# READING PASSAGE

The S&P 500 index and the Dow industrials closed on Thursday at record highs, a day after Federal Reserve Chairman Ben Bernanke said the U.S. central bank will keep a loose monetary policy for some time to lower the unemployment rate.
Bernanke said after the market's close on Wednesday the U.S. jobless rate of 7.6 percent overstated the health of the labor market. He said a "highly accommodative" policy is needed for the foreseeable future, triggering a rally in equity futures.
The S&P closed above its previous all-time high of 1,669.16 on May 21 and the Dow surpassed its high of 15,409.39 on May 28.
"Having Bernanke come out obviously worked, giving the market some stability," said Quincy Krosby, market strategist at Prudential Financial in Newark, New Jersey.
"It's almost as if the markets need to hear this over and over again."
After closing at its previous record, the S&P 500 in June posted its first negative month in eight as Bernanke hinted the U.S. central bank could begin this year to wind down a bond buying program partly responsible for the rally in stocks.
"The selling that we saw after May 22 was clearly the unwinding of leveraged bets which put tremendous pressure on markets," Krosby said.
More than 85 percent of shares on the New York Stock Exchange and almost 70 percent of those on the Nasdaq rose on Thursday. All 10 of the S&P 500 industry sectors advanced, with five of them rising more than 1.5 percent.
The Dow Jones industrial average rose 169.26 points or 1.11 percent, to 15,460.92. The S&P 500 gained 22.4 points or 1.36 percent, to 1,675.02 and the Nasdaq Composite added 57.55 points or 1.63 percent, to 3,578.3.
In late June, the S&P had fallen as much as 5.8 percent from its closing high after Bernanke's comments and the expectation of a winding down of the stimulus. Gains have come from improving economic data, anticipation of a better-than-expected earnings season and reduced concern about cuts to the Fed's $85 billion in monthly bond purchases.
Bernanke's remarks calmed concerns in the Treasuries market, and stock investors flocked to housing-related stocks on bets on a decline in mortgage rates.

# SUPPLIED MATERIAL
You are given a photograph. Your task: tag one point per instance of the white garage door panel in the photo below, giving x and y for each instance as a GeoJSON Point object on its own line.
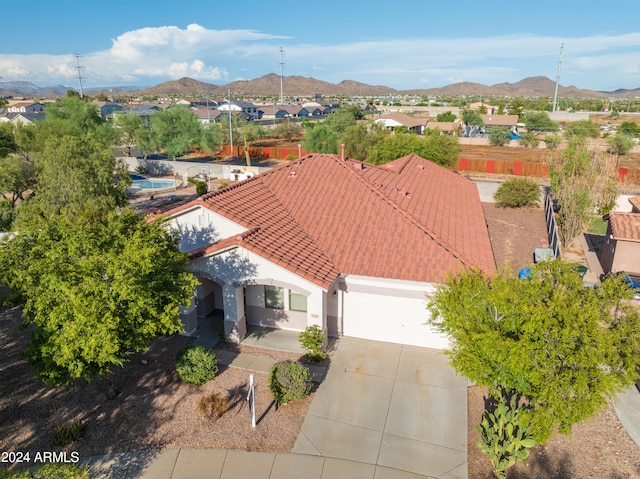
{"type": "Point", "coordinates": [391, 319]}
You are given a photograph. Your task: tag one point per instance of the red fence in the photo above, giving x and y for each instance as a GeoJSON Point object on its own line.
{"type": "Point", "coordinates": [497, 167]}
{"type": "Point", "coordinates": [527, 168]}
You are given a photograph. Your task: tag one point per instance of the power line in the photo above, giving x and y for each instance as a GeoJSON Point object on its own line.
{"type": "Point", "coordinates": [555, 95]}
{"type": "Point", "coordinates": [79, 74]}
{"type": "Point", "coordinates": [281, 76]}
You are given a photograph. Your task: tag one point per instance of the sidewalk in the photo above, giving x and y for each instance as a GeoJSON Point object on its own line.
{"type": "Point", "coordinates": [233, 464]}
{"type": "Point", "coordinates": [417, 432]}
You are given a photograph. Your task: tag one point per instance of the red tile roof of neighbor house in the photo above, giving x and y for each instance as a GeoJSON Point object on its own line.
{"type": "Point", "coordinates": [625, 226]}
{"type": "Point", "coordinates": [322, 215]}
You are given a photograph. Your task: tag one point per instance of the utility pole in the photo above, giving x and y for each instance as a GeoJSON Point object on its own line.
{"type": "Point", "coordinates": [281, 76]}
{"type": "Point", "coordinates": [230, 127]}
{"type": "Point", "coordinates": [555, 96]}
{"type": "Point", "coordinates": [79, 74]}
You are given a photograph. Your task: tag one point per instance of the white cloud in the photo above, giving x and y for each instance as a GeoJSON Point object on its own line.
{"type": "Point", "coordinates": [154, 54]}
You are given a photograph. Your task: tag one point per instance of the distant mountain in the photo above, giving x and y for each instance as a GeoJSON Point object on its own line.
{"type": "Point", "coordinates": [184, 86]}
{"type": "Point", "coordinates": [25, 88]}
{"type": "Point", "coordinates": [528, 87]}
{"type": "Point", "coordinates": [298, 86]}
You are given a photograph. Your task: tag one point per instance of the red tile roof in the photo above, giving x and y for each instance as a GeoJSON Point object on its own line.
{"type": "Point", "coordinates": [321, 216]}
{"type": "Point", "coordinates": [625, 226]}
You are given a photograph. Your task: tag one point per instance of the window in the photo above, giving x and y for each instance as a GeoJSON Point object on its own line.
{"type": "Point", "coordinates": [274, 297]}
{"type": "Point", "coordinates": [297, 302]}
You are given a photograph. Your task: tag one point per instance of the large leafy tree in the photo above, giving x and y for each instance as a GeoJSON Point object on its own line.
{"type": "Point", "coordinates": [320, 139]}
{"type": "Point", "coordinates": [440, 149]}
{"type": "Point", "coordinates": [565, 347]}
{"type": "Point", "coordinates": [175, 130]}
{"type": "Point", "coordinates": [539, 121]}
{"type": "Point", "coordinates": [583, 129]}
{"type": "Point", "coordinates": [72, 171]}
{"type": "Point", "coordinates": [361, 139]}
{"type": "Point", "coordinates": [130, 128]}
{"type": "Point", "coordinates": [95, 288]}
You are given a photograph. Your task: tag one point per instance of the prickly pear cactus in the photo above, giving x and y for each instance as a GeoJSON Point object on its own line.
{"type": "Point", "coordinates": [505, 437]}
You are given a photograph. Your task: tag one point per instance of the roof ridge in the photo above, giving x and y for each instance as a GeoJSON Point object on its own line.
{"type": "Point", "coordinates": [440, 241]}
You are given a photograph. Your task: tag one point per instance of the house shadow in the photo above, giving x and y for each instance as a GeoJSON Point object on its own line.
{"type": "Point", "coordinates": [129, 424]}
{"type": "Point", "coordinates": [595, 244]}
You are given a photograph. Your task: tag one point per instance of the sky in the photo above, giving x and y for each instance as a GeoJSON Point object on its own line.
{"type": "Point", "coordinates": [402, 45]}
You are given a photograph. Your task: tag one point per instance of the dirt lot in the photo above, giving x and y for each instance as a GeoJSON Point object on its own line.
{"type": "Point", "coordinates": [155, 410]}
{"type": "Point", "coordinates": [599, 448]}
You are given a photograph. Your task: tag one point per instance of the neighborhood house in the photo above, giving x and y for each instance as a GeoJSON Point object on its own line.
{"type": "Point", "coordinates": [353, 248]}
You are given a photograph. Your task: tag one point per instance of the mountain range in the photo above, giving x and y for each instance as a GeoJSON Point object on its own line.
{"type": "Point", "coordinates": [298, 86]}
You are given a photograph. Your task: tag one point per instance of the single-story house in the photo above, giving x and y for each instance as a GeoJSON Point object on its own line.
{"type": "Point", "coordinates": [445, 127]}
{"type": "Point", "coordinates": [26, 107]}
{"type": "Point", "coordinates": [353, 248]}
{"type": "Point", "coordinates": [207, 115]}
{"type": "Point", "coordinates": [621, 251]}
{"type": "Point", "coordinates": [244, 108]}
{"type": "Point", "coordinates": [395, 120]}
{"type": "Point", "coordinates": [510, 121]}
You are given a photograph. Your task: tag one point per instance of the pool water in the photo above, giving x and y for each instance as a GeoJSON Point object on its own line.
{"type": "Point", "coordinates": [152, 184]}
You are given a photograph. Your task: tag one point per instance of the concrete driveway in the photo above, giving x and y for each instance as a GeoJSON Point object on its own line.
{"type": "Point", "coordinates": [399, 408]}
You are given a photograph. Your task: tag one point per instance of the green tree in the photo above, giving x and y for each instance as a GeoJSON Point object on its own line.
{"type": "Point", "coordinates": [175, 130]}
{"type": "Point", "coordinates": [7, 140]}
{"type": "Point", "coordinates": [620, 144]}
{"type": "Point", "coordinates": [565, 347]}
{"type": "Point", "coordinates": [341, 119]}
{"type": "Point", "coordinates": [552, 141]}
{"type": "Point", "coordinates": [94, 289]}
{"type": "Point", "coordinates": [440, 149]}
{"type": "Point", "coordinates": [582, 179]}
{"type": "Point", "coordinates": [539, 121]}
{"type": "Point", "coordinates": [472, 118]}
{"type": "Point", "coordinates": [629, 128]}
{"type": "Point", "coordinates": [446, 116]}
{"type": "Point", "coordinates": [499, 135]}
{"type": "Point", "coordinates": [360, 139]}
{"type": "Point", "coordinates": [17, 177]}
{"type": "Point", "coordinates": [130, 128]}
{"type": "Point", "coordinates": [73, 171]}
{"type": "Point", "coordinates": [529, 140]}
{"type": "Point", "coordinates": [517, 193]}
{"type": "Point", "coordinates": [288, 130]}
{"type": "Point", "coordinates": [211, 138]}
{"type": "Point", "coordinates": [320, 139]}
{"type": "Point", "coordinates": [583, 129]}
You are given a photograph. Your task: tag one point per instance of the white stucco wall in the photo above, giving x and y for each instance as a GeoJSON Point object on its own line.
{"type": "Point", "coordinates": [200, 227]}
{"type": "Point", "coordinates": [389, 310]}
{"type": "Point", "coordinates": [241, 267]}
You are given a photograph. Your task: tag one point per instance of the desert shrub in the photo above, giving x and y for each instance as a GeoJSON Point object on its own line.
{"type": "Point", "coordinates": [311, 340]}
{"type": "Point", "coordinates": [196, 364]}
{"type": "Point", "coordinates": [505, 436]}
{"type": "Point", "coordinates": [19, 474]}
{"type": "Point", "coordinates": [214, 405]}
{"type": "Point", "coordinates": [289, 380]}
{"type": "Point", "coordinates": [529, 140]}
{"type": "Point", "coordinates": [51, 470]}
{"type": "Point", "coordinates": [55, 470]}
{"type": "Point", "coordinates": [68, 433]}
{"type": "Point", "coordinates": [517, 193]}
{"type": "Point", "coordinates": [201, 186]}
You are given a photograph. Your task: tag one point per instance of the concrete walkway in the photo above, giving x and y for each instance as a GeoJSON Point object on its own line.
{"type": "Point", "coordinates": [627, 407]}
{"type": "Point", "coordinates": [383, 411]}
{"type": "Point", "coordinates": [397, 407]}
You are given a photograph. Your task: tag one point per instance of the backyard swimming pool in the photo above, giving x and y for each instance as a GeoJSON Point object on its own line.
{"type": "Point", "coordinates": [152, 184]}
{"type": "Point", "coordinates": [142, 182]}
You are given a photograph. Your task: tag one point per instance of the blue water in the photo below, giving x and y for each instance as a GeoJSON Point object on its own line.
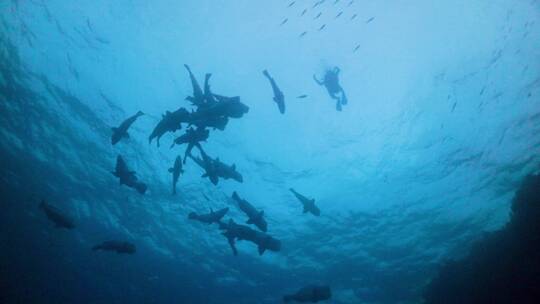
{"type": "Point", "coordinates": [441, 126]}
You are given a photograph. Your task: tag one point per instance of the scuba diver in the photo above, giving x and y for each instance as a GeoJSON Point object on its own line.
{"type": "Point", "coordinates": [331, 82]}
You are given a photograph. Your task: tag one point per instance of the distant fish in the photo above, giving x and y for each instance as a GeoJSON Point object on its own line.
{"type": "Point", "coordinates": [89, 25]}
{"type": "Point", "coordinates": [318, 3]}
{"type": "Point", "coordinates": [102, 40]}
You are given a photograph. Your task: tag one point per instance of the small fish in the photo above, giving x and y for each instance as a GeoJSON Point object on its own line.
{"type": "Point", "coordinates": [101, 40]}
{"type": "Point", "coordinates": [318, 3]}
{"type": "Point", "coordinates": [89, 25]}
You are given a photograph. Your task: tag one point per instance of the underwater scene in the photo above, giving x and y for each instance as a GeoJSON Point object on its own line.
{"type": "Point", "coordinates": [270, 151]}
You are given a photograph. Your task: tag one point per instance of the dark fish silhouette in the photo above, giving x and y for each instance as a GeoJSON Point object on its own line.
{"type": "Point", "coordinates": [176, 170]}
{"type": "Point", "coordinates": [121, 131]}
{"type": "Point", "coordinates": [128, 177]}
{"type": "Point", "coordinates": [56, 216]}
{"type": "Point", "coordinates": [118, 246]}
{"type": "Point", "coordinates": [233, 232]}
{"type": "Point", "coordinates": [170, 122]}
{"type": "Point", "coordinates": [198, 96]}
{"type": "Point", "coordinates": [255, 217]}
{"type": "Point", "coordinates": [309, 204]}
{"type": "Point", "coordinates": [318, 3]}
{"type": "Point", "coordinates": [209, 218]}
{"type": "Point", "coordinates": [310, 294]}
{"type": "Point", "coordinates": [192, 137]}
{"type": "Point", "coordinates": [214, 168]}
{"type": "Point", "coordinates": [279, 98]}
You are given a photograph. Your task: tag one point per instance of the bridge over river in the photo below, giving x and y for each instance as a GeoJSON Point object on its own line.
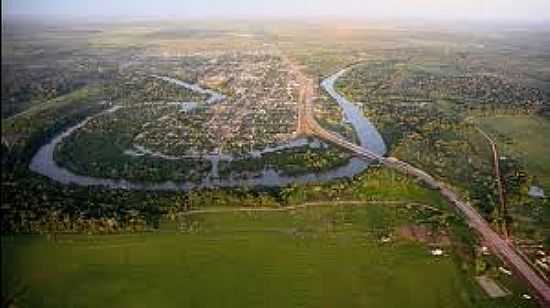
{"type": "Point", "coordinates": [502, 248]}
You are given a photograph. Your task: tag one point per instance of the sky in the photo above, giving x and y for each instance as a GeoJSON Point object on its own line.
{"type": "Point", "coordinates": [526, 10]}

--

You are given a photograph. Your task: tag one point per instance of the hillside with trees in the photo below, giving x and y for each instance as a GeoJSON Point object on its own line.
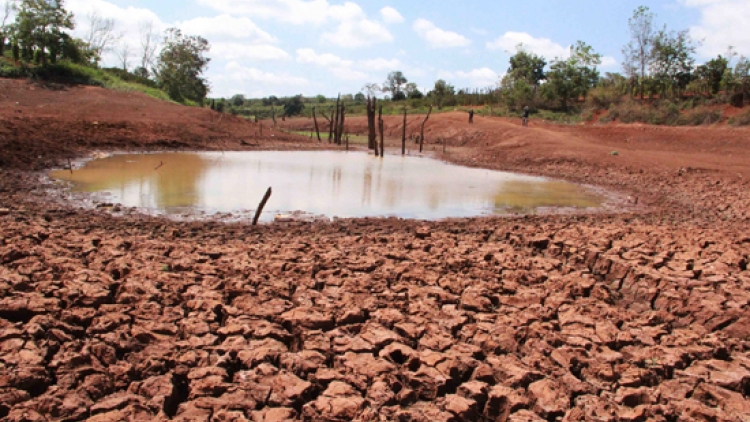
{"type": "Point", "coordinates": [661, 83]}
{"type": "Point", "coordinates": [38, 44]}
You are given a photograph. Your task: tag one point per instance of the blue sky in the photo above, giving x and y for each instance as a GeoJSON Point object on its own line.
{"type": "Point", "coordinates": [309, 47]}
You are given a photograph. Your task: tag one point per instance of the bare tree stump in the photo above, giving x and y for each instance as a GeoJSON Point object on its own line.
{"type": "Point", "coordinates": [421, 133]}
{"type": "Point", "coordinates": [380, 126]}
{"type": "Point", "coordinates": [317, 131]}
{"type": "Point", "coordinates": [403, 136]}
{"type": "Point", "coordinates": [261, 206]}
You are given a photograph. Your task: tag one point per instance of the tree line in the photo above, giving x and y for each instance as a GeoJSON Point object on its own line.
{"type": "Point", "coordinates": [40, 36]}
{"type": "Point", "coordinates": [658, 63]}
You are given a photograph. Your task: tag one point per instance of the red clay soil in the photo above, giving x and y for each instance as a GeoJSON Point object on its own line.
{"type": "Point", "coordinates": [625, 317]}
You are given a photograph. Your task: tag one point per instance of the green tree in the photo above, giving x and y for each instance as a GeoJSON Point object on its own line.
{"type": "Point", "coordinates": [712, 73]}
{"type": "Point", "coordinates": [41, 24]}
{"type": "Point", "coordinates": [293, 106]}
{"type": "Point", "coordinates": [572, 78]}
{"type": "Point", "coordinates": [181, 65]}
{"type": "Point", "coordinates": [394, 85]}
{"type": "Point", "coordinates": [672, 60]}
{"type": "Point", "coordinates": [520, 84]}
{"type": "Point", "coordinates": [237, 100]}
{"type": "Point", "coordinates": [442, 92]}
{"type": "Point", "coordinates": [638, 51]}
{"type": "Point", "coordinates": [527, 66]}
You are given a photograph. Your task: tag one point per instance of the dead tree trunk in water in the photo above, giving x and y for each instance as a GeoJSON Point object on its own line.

--

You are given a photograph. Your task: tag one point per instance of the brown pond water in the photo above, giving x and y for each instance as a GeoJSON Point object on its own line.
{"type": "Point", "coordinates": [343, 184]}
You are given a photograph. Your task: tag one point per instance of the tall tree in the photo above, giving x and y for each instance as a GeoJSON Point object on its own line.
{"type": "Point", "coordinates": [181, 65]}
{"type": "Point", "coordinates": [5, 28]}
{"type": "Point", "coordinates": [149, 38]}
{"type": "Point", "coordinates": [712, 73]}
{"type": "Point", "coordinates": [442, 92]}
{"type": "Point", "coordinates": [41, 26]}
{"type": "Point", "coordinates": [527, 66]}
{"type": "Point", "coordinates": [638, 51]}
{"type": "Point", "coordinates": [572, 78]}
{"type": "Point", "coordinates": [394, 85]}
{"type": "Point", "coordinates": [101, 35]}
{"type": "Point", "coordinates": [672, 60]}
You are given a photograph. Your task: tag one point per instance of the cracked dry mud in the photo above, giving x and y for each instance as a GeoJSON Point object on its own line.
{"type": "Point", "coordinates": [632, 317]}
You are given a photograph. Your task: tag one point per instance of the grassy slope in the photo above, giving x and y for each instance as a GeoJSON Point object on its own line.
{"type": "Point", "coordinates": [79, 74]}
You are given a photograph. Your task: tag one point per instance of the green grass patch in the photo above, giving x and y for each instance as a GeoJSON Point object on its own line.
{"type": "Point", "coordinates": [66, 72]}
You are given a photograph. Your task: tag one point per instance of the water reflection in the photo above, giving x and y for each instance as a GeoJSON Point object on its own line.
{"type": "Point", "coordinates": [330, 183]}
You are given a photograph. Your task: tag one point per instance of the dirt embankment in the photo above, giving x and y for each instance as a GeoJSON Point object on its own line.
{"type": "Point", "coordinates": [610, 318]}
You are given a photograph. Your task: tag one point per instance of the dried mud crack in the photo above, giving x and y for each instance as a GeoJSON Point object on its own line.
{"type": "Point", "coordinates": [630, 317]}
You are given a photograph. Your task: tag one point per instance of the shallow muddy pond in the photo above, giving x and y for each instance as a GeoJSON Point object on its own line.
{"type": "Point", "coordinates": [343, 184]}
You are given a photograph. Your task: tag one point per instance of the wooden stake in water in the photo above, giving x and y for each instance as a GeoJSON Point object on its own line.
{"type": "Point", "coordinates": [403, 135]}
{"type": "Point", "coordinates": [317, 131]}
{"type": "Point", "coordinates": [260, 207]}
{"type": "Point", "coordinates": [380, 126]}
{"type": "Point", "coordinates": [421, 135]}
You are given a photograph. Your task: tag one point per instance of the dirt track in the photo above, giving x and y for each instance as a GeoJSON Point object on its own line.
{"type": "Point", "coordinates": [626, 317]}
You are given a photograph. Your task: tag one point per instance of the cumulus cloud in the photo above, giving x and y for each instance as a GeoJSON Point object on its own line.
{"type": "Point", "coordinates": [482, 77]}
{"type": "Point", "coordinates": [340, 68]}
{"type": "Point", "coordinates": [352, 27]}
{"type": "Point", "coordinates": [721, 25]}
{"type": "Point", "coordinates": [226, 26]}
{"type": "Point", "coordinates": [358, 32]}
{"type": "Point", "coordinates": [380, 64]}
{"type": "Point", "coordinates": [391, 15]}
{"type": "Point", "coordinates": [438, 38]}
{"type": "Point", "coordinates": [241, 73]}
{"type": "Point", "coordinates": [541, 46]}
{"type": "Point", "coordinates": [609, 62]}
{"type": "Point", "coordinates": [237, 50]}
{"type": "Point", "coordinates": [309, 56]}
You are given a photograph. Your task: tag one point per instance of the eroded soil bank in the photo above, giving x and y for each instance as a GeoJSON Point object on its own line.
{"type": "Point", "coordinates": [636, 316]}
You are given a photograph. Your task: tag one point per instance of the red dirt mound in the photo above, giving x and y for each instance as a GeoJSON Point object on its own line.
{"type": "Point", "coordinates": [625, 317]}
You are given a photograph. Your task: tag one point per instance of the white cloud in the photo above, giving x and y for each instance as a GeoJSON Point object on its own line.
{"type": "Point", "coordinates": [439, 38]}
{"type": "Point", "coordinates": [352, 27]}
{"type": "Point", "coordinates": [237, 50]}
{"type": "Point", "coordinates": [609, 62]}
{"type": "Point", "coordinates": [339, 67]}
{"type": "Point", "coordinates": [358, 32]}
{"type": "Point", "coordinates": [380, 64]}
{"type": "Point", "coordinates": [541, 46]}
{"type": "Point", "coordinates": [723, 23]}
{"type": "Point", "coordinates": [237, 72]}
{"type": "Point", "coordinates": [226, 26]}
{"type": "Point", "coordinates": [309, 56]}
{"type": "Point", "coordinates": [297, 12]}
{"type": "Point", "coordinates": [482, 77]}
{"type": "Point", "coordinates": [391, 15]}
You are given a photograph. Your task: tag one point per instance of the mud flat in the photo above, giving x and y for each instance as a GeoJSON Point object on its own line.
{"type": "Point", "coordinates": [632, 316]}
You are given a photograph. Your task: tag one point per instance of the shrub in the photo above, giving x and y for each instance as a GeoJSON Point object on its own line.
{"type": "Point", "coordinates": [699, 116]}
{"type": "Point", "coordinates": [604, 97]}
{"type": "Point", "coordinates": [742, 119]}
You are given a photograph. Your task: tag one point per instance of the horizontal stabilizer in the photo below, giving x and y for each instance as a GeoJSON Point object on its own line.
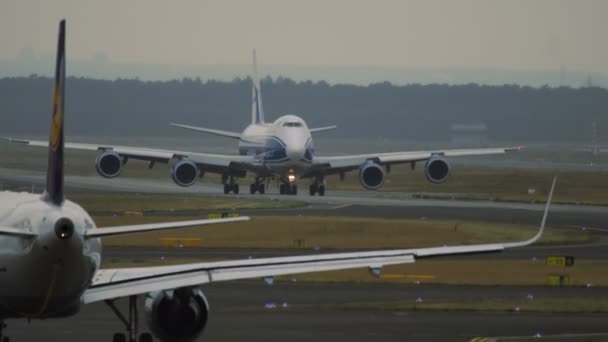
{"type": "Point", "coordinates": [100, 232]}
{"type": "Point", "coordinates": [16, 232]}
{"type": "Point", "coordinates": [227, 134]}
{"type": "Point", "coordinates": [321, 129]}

# WHAT TO DO
(1) Decide whether each statement below agrees with the stock market report. Answer yes or no for each, and quote the words of the report that decide it.
(a) The Dow Jones industrial average closed on Thursday at 15,460.92.
(b) Most of the S&P 500 industry sectors declined on Thursday.
(c) Bernanke said the 7.6 percent jobless rate understated the health of the labor market.
(2) Carry on the stock market report from the point where it stops, in the same style.

# ANSWERS TO THIS EXERCISE
(1)
(a) Yes: "The Dow Jones industrial average rose 169.26 points or 1.11 percent, to 15,460.92."
(b) No: "All 10 of the S&P 500 industry sectors advanced"
(c) No: "the U.S. jobless rate of 7.6 percent overstated the health of the labor market"

(2)
The PHLX housing index jumped 4.9 percent, its largest daily gain since Dec. 20, 2011.
D.R. Horton jumped 9.2 percent to $22.98 and at least six other homebuilder stocks rose 7 percent or more.
Advanced Micro Devices Inc jumped 11.8 percent to $4.45 and was the S&P 500's top performer after Bank of America Merrill Lynch upgraded the stock. The PHLX semiconductor index rose 2.1 percent to its highest in almost six years.
Celgene Corp, up 7.9 percent to $134.90, was among the top performers for both the S&P 500 and the Nasdaq 100 after the company said a late-stage trial of a cancer drug met the main goal of improving survival in newly diagnosed blood cancer patients.
Microsoft rose 2.8 percent to $35.69 after the company announced a reorganization designed to streamline the software company's operations.
RadioShack Corp fell as much as 22.6 percent after trade publication, Debtwire, reported the electronics chain is considering hiring a financial adviser to help improve its finances. Shares closed down 7.1 percent at $2.63.
Earnings reports are expected on Friday from JPMorgan Chase & Co and Wells Fargo.
Thomson Reuters data show analysts expect S&P 500 companies' second-quarter earnings to have grown 2.5 percent from a year earlier, with revenue up 1.5 percent.
About 6.5 billion shares changed hands on the New York Stock Exchange, the Nasdaq and NYSE MKT, slightly above the 6.4 billion daily average so far this year.